>> begin
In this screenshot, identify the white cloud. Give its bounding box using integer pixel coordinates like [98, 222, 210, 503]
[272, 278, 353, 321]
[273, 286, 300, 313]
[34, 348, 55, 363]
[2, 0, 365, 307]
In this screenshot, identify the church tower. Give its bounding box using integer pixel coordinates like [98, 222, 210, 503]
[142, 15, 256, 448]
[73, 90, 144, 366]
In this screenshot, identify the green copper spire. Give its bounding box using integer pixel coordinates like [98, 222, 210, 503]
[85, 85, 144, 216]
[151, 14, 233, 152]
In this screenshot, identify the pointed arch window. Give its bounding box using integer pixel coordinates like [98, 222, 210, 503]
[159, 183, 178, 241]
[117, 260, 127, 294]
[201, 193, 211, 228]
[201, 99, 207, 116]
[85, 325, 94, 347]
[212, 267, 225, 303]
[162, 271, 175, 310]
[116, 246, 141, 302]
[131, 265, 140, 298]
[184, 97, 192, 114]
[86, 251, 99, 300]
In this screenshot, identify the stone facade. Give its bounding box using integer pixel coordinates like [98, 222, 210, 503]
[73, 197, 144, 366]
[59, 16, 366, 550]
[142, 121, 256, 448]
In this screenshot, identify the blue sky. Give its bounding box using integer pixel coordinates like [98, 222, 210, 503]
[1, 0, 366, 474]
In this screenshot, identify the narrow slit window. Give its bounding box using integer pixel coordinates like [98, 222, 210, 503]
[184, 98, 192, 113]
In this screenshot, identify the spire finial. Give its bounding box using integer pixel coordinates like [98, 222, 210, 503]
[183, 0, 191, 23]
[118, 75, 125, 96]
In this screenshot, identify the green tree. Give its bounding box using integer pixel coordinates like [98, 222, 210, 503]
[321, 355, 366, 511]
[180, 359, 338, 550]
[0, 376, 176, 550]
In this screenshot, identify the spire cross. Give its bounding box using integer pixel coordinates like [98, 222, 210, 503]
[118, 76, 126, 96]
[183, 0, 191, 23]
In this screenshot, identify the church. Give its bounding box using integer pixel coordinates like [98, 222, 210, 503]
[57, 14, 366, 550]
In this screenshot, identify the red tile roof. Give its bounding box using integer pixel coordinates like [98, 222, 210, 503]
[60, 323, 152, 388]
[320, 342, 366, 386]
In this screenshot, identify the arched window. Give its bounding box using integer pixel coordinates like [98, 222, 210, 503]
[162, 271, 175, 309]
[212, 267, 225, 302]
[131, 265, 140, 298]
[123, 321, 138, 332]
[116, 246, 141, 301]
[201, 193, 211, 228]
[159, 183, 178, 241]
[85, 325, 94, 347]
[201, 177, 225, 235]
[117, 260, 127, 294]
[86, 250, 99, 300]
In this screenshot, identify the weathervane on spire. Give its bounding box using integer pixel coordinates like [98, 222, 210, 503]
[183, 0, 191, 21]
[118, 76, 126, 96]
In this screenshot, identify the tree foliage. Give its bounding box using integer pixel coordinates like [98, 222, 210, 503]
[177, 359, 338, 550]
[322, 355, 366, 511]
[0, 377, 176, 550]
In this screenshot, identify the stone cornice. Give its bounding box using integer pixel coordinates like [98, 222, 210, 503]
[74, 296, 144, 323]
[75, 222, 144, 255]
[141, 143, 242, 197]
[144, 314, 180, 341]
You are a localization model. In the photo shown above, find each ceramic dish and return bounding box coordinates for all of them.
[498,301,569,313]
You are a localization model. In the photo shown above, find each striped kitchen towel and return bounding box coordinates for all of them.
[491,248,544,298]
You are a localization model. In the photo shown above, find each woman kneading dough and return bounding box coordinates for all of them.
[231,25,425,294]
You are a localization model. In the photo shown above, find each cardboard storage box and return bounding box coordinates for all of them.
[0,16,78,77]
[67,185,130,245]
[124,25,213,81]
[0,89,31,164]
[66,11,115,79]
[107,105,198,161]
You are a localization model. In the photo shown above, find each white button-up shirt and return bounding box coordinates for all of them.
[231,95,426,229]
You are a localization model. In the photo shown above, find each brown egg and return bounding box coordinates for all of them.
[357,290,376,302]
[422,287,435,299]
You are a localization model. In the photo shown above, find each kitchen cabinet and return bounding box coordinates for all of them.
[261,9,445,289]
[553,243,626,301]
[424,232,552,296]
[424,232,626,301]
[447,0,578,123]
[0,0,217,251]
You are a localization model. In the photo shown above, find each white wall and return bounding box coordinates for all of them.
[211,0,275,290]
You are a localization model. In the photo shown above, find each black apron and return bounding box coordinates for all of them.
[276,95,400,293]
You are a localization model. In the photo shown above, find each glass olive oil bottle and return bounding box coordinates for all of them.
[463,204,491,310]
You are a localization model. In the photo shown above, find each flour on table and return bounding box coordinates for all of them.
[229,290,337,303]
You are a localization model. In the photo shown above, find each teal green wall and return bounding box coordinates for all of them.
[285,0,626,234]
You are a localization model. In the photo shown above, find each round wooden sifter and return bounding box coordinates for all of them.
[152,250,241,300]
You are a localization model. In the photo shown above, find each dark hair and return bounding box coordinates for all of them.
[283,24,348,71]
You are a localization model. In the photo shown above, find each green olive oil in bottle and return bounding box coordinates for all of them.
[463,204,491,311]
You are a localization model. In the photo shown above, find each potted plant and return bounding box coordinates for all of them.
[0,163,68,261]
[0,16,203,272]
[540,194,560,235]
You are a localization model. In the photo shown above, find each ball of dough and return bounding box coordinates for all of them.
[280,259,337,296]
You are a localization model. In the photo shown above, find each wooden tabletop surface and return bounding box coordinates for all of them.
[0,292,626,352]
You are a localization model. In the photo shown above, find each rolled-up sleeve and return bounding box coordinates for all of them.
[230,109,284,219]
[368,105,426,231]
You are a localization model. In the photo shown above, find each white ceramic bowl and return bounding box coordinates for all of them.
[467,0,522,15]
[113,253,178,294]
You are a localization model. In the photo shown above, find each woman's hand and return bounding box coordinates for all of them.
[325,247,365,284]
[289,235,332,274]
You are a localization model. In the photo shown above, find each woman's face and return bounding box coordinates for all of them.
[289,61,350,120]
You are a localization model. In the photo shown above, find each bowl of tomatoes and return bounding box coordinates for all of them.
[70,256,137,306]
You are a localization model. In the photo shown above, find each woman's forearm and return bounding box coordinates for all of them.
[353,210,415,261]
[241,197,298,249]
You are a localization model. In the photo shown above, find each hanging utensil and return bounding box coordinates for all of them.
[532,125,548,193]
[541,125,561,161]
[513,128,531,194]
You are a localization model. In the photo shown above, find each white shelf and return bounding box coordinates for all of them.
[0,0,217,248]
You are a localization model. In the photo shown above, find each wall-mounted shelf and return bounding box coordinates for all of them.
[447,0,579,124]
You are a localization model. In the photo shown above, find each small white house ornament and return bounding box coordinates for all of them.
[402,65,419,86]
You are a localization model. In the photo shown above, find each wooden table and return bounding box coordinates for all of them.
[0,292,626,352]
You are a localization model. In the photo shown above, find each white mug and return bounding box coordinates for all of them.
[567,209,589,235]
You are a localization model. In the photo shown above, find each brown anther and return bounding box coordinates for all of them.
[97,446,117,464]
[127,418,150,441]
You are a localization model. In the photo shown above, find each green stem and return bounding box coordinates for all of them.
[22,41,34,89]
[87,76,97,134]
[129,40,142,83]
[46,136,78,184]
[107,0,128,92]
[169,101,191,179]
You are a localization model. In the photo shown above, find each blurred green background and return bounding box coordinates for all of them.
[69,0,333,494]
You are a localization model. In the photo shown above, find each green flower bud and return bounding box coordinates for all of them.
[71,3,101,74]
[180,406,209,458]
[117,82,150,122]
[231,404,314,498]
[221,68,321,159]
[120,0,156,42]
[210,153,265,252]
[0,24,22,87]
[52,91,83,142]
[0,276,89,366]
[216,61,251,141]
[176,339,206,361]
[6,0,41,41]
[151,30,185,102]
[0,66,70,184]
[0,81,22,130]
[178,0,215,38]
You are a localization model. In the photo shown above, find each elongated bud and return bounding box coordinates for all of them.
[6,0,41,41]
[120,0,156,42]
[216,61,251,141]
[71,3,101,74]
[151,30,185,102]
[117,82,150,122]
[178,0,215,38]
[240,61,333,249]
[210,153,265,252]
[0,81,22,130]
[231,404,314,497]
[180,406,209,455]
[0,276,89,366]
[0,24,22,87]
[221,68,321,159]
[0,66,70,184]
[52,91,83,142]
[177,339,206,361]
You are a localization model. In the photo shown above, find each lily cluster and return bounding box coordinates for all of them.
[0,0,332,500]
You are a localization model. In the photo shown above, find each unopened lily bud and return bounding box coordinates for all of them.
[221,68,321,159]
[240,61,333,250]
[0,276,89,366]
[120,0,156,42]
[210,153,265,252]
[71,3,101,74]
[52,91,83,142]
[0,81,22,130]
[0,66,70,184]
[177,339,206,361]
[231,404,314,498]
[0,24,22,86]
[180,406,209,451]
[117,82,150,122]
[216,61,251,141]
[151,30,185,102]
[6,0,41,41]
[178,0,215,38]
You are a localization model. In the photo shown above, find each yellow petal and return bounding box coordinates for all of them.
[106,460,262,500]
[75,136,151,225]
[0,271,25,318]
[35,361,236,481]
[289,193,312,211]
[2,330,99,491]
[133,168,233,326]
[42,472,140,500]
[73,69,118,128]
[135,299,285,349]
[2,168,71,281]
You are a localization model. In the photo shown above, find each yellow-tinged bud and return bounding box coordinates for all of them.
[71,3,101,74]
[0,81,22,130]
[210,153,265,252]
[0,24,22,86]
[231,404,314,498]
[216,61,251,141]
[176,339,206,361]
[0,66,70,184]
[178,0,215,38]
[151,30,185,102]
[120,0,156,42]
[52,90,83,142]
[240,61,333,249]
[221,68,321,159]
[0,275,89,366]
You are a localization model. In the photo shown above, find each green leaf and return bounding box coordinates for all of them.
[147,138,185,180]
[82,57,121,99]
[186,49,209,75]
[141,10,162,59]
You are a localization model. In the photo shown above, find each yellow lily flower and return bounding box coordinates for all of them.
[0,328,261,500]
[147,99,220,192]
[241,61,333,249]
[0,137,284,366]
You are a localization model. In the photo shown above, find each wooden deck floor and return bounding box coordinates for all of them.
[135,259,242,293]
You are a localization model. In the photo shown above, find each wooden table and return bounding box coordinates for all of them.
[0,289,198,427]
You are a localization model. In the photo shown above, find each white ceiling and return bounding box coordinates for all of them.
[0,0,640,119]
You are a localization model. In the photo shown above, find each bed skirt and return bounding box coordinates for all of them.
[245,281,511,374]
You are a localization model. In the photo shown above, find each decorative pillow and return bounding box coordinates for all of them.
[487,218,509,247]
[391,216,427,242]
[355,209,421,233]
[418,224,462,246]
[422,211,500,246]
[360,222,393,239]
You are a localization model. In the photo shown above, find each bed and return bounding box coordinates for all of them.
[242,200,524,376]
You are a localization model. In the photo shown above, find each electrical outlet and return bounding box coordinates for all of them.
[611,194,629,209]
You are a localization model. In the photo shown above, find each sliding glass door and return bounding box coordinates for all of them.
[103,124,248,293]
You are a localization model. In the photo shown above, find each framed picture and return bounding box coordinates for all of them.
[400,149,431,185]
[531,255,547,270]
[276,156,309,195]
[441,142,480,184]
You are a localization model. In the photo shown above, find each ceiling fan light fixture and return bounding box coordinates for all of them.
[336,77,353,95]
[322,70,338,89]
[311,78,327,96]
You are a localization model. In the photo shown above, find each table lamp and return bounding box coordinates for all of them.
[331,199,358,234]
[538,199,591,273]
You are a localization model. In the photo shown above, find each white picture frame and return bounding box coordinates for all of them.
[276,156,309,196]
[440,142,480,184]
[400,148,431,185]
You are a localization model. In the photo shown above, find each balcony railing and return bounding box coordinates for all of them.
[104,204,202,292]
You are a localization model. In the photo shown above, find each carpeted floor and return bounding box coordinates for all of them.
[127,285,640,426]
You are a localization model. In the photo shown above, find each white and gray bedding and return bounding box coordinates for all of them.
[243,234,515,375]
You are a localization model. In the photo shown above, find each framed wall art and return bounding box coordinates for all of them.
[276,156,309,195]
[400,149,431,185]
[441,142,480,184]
>> end
| Problem details |
Turn the records, from the line containing "find each cardboard" through the line containing "[211,0,275,290]", into a JSON list of strings with one string per line and blank lines left out.

| The answer |
[
  "You are a localization model. In the photo shown above, find each cardboard storage box and return bounding box coordinates for all of them.",
  "[0,16,78,77]",
  "[67,185,130,245]",
  "[124,25,213,81]",
  "[0,89,31,164]",
  "[66,11,115,79]",
  "[107,105,198,161]",
  "You are a localization model. In the photo shown above, find each white button-up shirt and return bounding box coordinates for all of them.",
  "[231,95,426,229]",
  "You are a localization model. In the photo shown above, find each brown egg and return bounding box coordinates for all of them.",
  "[357,290,376,302]",
  "[422,287,435,299]",
  "You are a localization model. In the photo shown above, find each kitchen cabinet and return bounding box coordinates for all of them.",
  "[261,9,445,289]",
  "[553,243,626,301]",
  "[424,232,552,296]",
  "[424,232,626,301]",
  "[447,0,578,123]",
  "[0,0,217,251]",
  "You are a localization model. In the photo shown above, find each white wall and return bounding box coordinates for all of them.",
  "[211,0,275,290]"
]